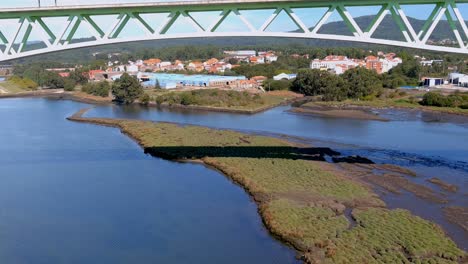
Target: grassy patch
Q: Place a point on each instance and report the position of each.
(18, 85)
(393, 236)
(302, 201)
(216, 98)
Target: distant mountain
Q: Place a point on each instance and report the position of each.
(387, 30)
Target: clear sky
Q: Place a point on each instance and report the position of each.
(283, 23)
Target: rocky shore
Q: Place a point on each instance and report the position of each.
(329, 213)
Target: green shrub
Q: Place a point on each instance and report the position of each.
(272, 85)
(99, 89)
(437, 99)
(69, 84)
(145, 99)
________________________
Please, without any of the pictures, set down exactly the lines from the beginning of the listing to the line that contains "Target: green shrub", inclusive.

Target: grassy patch
Q: Place a point on each instance and report the position of each.
(18, 85)
(393, 236)
(302, 201)
(216, 98)
Target: distant mountain
Q: Place a point on each instance and report the position of each.
(387, 30)
Target: clear sky
Q: Place a point on each instance and report the position of each.
(283, 23)
Target: rocky shore
Q: Place a point on each instance and report the position of each.
(329, 213)
Target: green shrub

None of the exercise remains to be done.